EXERCISE BRIEF:
The expected answer is the complete listing, reproduced character for character.

RAW DATA:
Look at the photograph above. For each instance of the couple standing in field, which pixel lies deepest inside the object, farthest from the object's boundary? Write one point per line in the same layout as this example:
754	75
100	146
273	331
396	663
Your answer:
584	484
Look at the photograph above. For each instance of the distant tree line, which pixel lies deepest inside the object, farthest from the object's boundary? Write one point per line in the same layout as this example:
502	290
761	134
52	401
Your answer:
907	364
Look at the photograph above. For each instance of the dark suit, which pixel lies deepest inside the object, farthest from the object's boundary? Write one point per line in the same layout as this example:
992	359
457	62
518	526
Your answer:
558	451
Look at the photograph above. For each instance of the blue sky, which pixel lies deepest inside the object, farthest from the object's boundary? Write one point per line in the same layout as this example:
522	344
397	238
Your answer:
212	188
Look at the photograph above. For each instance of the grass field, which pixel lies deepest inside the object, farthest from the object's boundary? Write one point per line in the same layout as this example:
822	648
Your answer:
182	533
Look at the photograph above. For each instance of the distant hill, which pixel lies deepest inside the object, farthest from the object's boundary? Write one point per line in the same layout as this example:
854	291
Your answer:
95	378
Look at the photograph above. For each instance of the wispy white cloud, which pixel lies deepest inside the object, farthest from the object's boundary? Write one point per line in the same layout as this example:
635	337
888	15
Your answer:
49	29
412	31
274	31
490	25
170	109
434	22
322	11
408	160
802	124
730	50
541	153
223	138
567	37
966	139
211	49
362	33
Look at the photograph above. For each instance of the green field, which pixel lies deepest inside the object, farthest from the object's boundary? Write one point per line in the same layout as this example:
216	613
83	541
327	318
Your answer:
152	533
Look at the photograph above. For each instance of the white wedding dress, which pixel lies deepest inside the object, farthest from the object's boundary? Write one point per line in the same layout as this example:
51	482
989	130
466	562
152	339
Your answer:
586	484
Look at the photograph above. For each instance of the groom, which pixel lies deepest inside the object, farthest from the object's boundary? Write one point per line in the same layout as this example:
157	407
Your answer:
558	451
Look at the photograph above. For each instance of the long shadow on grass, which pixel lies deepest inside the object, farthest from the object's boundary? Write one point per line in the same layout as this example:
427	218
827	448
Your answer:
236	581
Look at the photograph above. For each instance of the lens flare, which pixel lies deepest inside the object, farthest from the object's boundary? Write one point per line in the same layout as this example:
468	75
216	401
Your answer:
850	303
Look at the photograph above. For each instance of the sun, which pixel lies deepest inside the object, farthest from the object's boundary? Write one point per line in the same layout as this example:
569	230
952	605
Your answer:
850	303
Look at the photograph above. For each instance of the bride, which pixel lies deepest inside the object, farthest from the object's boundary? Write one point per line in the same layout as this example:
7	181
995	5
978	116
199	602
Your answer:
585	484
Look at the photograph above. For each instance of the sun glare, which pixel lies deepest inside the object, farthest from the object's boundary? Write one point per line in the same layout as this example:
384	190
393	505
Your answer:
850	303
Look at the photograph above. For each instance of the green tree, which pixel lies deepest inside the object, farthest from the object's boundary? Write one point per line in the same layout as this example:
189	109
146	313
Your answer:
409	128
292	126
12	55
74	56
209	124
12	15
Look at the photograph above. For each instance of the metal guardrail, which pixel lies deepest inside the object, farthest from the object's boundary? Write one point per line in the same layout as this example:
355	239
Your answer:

COMPLETED EXERCISE:
Look at the photograph above. For each instance of the couple standing in field, which pixel lies deepest inside the object, farthest from the object's boundary? Write one point per line in the same layout as this example:
754	75
100	146
273	331
396	663
Your answer:
584	484
Look at the photograph above. For each instance of the distant tree line, which pixel lies deepest inside the object, farthest from the object's boundary? Write one point per line in the same layout as this example:
502	290
761	134
52	401
Your answer:
907	364
Look at the photograph above. For each instance of the dark suit, which pixel lies deepest inside the object, farthest from the object's boundary? Write one point per line in the same layout as this example:
992	359
457	62
518	526
Your answer:
558	451
Look at the photograph above. For each instance of the blue sky, which pixel lies deepest inside the object, farthest from the object's boundary? Write one point per line in the same layout as this example:
522	344
397	238
Your answer:
212	188
Look at the photograph above. For each instance of the grass field, which pixel lies deepest inside the object, farthest from the object's boundary? Write one point per line in the same layout as this example:
822	648
Your answer:
182	533
Look at the photograph above. For each instance of the distant hill, which pixel lies deepest inside the object, farthest from the object's boundary? Write one point per line in the same layout as this example:
854	291
Your answer:
95	378
Look at the photograph above. For each instance of the wispy white cloud, which pixel lies deepest inside the object, farthest from the object's boundary? Write one point per line in the same layout as this example:
635	337
888	15
Your answer:
49	29
412	31
274	31
490	25
170	109
434	22
322	11
408	160
802	124
730	50
541	153
223	138
567	37
966	139
211	49
362	33
Look at the photograph above. For each instance of the green field, which pixel lies deepest inside the object, farthest from the object's boundary? Write one point per line in the same layout as this example:
216	613
83	541
327	318
Your answer:
152	533
Look at the photograph above. For each instance of the white wedding dress, which pixel lies deepest inside the object, farthest from the object's boundary? Write one point per line in the same layout as this example:
51	482
989	130
466	562
152	339
Your answer:
586	484
Look at the photograph above. For each instance of the groom, which pixel lies deepest inside the object, farthest from the object's boundary? Write one point per line in the same layout as this example:
157	407
Your answer:
558	451
Look at the photograph above. For each instance of the long shadow on grass, which pixel lies deepest inside the object, farthest from the object's boundary? Write one point per line in the same layout as this example:
427	218
827	448
Your answer:
236	581
Look at the photograph above. For each instance of the lens flare, which pixel lies deepest inside the object, farthest from the object's boundary? Write one point per line in the same layout as this example:
468	75
216	401
Your answer:
850	303
Look at the photograph above. For each instance of the sun, which pixel lies deepest inside the object, farthest from the object's boundary? Write one point per line in the same layout as this example:
569	230
952	605
Your answer:
850	303
Look at the photograph above. For each instance of the bride, which pixel lies deepest inside the object, farthest from the object's boundary? Write one point per line in the same layout as this example:
7	181
995	5
978	116
199	602
Your answer:
585	484
Look at the photograph above. For each instance of the sun glare, which pixel lies deepest inside the object, farthest from the object's boundary? Write one point per line in the same layout as this example:
384	190
393	505
Your answer:
850	303
Look at the photograph above. For each instance of the green tree, which pixel lies deepest inside the object, farthest from the object's boundary? Write one point per line in the same layout as this example:
189	109
146	313
Your answer:
409	128
292	126
12	55
74	56
209	124
12	15
Look at the photograph above. For each instance of the metal guardrail, which pixel lies deepest inside the object, farthest from the object's boundary? Write one point per line in the same layout as this example:
355	239
Your answer:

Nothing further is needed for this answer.